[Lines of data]

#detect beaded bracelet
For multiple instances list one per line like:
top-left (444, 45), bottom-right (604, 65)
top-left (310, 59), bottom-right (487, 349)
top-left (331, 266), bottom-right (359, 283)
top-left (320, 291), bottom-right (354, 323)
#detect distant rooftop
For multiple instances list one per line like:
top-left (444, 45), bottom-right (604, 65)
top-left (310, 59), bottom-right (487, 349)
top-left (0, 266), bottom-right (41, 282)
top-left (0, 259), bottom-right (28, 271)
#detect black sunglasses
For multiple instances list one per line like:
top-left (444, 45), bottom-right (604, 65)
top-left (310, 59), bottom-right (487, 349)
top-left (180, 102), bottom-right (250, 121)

* * *

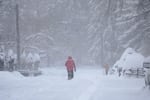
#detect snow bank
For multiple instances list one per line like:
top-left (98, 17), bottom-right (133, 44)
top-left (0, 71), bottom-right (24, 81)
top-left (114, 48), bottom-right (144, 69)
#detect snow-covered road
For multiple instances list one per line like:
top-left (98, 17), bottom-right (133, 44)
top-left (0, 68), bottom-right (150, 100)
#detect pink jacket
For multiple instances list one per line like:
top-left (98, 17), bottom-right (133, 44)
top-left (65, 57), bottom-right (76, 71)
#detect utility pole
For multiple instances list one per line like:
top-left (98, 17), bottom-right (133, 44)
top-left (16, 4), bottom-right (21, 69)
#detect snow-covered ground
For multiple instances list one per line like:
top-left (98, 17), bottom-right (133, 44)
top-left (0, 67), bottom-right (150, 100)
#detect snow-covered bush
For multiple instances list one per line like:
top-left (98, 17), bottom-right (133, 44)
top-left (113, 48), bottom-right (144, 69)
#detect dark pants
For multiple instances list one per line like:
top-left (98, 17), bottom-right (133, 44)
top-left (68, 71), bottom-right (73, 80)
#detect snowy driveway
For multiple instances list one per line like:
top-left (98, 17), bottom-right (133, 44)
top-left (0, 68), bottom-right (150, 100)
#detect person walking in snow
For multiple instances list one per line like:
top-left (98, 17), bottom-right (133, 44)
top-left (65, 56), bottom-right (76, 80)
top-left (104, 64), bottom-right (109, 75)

• _Goal of the exercise_
Show each line above that contains the word "covered", copying every one in full.

• _Reply_
#detect snow-covered road
#detect snow-covered ground
#detect snow-covered bush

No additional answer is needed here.